>> Start TASK INPUT

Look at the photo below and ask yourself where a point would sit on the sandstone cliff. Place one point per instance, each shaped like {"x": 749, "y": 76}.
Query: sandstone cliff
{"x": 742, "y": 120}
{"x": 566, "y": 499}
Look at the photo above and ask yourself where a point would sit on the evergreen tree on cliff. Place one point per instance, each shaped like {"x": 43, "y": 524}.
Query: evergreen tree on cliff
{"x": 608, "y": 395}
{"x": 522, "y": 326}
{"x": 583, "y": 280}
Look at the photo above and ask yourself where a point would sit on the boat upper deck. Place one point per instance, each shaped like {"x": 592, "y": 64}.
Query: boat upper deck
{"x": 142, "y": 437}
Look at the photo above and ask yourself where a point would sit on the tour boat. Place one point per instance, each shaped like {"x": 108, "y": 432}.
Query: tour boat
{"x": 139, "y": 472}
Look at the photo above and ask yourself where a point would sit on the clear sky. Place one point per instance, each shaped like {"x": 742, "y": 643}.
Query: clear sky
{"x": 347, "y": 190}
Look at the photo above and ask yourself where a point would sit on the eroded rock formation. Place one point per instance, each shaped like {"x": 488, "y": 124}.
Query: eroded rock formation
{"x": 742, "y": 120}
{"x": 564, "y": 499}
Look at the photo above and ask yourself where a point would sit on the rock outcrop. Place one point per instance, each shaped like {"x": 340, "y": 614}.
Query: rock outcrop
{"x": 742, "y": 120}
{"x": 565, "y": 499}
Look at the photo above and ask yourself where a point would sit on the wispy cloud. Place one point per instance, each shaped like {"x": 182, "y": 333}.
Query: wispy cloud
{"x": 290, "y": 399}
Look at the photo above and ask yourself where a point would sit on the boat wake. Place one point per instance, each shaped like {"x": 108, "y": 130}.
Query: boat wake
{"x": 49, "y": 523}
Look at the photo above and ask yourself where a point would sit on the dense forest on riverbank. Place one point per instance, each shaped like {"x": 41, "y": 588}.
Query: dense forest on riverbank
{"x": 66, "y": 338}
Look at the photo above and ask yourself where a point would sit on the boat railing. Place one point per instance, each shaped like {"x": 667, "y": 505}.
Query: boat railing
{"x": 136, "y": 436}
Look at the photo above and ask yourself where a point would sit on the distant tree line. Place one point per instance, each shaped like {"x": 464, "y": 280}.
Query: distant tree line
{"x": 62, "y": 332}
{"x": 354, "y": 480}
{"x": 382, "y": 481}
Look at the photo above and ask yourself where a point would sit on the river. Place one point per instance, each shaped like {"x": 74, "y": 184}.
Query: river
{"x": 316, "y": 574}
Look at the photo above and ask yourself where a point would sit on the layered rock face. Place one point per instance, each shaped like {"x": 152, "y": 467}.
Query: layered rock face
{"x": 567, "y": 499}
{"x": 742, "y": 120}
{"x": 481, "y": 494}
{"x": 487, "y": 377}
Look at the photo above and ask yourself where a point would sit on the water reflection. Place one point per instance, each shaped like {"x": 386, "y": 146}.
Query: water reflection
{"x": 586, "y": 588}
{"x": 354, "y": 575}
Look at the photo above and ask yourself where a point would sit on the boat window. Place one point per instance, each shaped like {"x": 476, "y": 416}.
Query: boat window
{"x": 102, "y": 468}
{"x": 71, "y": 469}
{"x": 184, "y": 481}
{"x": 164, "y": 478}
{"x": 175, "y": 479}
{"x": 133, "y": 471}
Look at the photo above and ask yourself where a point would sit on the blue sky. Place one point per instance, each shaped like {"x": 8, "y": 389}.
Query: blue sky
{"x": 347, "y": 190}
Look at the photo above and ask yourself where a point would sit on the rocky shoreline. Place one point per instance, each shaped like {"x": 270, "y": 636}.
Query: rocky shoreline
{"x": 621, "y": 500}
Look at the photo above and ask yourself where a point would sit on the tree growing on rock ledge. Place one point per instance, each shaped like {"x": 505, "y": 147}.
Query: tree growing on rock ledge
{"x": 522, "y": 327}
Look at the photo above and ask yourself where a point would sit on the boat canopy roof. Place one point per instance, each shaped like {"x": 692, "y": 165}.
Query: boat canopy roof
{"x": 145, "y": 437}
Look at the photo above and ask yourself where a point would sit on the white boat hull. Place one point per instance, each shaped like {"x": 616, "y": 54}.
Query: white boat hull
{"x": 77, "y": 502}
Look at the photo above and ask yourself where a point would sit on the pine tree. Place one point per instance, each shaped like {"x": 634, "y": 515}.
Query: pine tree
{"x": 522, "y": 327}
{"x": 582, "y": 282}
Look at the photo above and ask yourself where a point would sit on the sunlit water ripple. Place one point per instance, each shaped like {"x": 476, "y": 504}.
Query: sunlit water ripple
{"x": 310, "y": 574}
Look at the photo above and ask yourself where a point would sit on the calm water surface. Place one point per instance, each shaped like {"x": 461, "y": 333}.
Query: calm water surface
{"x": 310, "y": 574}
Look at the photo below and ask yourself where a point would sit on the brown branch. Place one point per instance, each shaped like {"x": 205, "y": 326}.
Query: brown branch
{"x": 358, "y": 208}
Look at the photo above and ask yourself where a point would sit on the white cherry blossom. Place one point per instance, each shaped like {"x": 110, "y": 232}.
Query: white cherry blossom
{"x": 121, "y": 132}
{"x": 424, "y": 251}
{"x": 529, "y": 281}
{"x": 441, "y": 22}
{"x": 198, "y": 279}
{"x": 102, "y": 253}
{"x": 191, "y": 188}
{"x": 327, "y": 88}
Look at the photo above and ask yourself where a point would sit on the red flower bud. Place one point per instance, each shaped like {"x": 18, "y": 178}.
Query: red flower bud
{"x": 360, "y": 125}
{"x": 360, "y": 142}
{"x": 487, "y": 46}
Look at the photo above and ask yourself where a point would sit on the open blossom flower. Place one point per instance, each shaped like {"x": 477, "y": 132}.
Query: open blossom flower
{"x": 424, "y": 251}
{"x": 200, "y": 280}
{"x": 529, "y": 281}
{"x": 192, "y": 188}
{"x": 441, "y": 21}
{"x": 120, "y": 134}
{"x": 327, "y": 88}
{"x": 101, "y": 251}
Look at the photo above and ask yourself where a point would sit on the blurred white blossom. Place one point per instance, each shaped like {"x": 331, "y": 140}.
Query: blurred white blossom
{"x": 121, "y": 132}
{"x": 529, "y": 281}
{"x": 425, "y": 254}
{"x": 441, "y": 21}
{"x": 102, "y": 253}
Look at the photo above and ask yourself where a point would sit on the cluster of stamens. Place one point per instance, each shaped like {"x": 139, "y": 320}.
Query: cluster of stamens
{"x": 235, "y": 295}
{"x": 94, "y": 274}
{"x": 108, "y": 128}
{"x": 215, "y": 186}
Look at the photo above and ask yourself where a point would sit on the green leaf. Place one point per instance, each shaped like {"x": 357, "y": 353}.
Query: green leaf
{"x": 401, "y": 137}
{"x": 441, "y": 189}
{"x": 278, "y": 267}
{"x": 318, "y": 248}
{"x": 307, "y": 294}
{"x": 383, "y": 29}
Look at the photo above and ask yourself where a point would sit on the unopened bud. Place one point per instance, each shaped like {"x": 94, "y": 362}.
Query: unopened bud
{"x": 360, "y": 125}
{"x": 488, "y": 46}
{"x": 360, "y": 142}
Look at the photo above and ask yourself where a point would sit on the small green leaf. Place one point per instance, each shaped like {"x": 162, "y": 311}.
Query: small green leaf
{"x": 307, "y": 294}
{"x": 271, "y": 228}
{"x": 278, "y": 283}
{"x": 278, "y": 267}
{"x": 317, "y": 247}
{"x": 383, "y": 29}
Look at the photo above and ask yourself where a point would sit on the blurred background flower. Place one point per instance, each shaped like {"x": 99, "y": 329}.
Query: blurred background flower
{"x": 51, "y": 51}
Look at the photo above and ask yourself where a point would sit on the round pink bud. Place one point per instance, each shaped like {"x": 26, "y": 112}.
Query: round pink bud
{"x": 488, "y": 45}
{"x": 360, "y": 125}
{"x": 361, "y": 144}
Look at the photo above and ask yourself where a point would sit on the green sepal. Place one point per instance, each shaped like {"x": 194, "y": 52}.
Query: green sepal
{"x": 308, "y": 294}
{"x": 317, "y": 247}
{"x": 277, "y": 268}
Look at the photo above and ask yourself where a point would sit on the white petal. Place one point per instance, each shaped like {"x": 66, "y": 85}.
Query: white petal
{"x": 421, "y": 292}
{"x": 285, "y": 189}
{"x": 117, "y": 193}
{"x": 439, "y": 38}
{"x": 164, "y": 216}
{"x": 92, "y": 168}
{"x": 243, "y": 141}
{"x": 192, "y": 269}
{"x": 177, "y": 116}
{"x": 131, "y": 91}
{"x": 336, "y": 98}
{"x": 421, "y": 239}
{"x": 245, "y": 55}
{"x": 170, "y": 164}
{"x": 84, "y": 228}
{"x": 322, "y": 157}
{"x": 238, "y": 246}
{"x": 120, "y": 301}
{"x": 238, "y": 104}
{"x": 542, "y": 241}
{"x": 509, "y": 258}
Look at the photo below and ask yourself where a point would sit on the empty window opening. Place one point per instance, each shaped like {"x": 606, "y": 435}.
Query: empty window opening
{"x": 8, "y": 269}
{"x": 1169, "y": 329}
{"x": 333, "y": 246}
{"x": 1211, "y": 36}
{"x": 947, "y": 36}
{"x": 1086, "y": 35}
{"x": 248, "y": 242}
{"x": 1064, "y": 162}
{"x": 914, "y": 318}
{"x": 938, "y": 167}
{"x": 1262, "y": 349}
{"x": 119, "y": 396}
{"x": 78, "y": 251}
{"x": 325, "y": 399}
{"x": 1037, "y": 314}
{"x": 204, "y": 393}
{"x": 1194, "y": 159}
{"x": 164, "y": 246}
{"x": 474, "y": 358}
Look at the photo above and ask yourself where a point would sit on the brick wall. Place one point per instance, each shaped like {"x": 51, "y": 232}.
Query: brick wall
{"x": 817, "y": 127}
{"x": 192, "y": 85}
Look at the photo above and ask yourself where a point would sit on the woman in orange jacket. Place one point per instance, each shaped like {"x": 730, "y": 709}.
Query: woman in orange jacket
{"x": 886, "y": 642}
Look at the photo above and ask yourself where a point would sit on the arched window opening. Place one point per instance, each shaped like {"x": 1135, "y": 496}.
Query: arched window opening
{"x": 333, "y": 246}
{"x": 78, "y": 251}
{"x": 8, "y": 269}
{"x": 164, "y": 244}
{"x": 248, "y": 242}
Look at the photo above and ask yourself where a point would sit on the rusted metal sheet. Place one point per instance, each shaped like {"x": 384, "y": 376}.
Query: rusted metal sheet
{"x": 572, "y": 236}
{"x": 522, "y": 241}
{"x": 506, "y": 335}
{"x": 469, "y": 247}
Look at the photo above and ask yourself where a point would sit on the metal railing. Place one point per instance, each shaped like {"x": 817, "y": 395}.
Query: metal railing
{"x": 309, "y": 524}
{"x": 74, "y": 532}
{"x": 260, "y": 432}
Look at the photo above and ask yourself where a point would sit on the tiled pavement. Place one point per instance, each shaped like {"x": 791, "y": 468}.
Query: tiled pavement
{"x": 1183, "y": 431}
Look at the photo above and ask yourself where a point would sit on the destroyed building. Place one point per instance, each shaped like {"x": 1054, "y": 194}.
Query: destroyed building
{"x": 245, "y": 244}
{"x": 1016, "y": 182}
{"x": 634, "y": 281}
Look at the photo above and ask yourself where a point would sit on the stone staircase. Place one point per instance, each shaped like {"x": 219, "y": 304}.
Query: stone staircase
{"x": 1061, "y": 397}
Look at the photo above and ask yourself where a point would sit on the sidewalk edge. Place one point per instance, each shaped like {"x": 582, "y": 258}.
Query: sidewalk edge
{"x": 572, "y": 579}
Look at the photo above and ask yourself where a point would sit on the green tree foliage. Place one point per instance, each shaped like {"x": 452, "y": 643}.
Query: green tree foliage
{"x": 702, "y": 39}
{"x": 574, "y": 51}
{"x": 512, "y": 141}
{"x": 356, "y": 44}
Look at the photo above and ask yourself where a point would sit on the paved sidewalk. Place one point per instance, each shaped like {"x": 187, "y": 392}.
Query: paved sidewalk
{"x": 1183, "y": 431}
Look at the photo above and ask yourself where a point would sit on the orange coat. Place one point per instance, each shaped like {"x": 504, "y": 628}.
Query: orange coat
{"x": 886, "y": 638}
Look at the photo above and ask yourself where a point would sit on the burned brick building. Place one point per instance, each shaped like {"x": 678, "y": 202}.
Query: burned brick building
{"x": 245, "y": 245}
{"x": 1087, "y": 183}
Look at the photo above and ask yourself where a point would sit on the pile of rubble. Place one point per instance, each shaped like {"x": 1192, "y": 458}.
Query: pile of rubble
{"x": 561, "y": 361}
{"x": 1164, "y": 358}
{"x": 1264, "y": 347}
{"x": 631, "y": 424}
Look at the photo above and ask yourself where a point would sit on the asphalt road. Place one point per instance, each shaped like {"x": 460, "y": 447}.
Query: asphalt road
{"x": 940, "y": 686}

>> End TASK INPUT

AIM:
Nothing outside the span should appear: transcribe the lines from the one containing "on the burned" through the last line of the records.

WORKED SOLUTION:
Look at the photo above and ask yourself where a point would sit on the burned brick building. Place one point per instance, each shaped like {"x": 678, "y": 202}.
Query: burned brick building
{"x": 245, "y": 245}
{"x": 1087, "y": 183}
Look at the photo above and ask yourself where a point would sit on the pile of rubble. Place one point per instance, each shaped like {"x": 1192, "y": 458}.
Query: pile of rubble
{"x": 561, "y": 361}
{"x": 1164, "y": 358}
{"x": 1264, "y": 347}
{"x": 631, "y": 424}
Look at the photo above and ask yourself where a point would sit on the asphalt road. Place one point per instance, each shaped like {"x": 460, "y": 447}.
Query: asphalt road
{"x": 940, "y": 686}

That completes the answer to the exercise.